* Problem details
Return every line of the listing below without changing anything.

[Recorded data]
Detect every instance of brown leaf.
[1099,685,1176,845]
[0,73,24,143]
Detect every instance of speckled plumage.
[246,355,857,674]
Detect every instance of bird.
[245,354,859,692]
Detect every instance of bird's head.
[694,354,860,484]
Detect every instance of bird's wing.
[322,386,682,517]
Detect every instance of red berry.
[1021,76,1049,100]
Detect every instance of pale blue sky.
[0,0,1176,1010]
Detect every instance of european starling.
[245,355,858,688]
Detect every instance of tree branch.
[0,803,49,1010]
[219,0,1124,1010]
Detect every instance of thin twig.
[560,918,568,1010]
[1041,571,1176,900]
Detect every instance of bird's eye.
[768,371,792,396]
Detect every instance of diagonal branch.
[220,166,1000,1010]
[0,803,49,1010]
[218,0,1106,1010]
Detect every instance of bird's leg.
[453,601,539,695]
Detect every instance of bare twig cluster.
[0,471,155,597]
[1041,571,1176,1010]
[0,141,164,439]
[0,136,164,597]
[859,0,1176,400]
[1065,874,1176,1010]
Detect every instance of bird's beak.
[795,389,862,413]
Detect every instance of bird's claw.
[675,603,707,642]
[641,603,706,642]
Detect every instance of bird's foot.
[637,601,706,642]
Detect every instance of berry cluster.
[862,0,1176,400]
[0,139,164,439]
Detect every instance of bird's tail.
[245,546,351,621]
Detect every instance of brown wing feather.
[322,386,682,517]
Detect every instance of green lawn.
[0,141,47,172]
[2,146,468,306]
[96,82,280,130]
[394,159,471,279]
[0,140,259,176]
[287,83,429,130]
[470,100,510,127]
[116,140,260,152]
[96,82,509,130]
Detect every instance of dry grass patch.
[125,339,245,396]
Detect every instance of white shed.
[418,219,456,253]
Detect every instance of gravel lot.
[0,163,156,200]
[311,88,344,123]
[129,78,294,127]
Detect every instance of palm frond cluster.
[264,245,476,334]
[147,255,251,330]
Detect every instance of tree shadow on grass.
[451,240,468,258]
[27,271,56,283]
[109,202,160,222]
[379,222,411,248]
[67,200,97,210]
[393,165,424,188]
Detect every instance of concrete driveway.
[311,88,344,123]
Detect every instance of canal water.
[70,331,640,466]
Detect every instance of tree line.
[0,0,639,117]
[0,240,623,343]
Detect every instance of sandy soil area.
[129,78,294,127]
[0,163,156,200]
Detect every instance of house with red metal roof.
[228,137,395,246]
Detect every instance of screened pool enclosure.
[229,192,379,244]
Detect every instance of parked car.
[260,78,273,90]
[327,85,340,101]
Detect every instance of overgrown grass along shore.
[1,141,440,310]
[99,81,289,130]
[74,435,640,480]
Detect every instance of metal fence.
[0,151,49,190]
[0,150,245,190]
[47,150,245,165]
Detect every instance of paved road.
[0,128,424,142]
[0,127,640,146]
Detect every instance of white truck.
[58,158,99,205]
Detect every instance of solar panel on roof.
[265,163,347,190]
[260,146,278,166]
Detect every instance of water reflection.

* Problem solution
Detect every instance of brown leaf.
[1099,685,1176,845]
[0,73,24,143]
Detect every instance of speckled plumage.
[246,355,857,674]
Detect every instance of bird.
[245,354,859,692]
Detect every instance of bird's head.
[694,354,860,484]
Detect every instance of bird's wing.
[322,386,682,517]
Detect every instance of red berry.
[1021,76,1049,100]
Detect every instance of pale blue sky.
[0,0,1176,1010]
Detect every instance of european starling.
[245,355,858,688]
Detect every instance of tree branch.
[0,803,49,1010]
[219,0,1124,1010]
Detect every instance of thin twig.
[560,918,568,1010]
[1041,571,1176,900]
Detect every instance of bird's eye.
[768,371,792,396]
Detect every instance of diagonal branch.
[220,166,1000,1010]
[0,803,49,1010]
[218,0,1106,1010]
Detect every instance of bird's leg.
[453,601,539,695]
Detect every instance of bare twig cluster.
[0,471,155,597]
[1041,571,1176,1010]
[0,141,164,439]
[0,136,164,597]
[859,0,1176,400]
[1065,874,1176,1010]
Detect every instance of bird's beak.
[795,389,862,413]
Detect every instance of bird's claw.
[675,603,707,642]
[641,603,706,642]
Detect every instance of bird's foot.
[637,601,706,642]
Detect every instance of berry cluster.
[862,0,1176,400]
[0,139,164,439]
Detect every instance of bird's tail.
[245,546,351,621]
Detect every instance of brown wing feather.
[322,386,682,517]
Detect every instance of green lawn.
[0,141,47,172]
[2,146,468,306]
[96,82,280,130]
[394,159,471,279]
[0,140,259,176]
[287,83,429,130]
[470,100,510,127]
[116,140,260,152]
[96,82,509,130]
Detect every instance of dry grass patch.
[125,339,245,396]
Detect every instance of white shed.
[418,219,456,253]
Detect every instance of gravel lot.
[0,163,156,200]
[311,88,344,123]
[129,78,294,127]
Detect every instance of palm frond cluster.
[264,245,476,334]
[147,255,251,330]
Detect every instance of tree shadow on grass.
[451,240,468,258]
[27,271,56,283]
[109,202,160,222]
[379,222,411,248]
[67,200,97,210]
[393,165,424,188]
Detect every instance of concrete driveway.
[311,88,344,123]
Detect every instance of canal water.
[70,331,640,466]
Detect every instance of tree line.
[0,0,639,117]
[0,240,623,343]
Detect every instance of sandy soil area.
[129,78,294,127]
[0,163,156,200]
Detect every instance of house with red metal roof.
[228,137,395,246]
Detect every instance of screened pool enclosure.
[229,192,379,244]
Detect every instance of parked car.
[260,78,273,90]
[327,85,340,101]
Detect every instance of overgrown grass along shore.
[1,141,440,310]
[99,81,289,130]
[74,435,640,480]
Detect every instance of metal fence.
[0,151,49,190]
[0,150,245,190]
[47,150,245,165]
Detect every instance of paved road.
[0,128,424,142]
[0,127,640,146]
Detect every instance of white truck.
[58,158,99,205]
Detect every instance of solar panel on roof.
[265,163,347,190]
[260,146,278,166]
Detect every instance of water reflection.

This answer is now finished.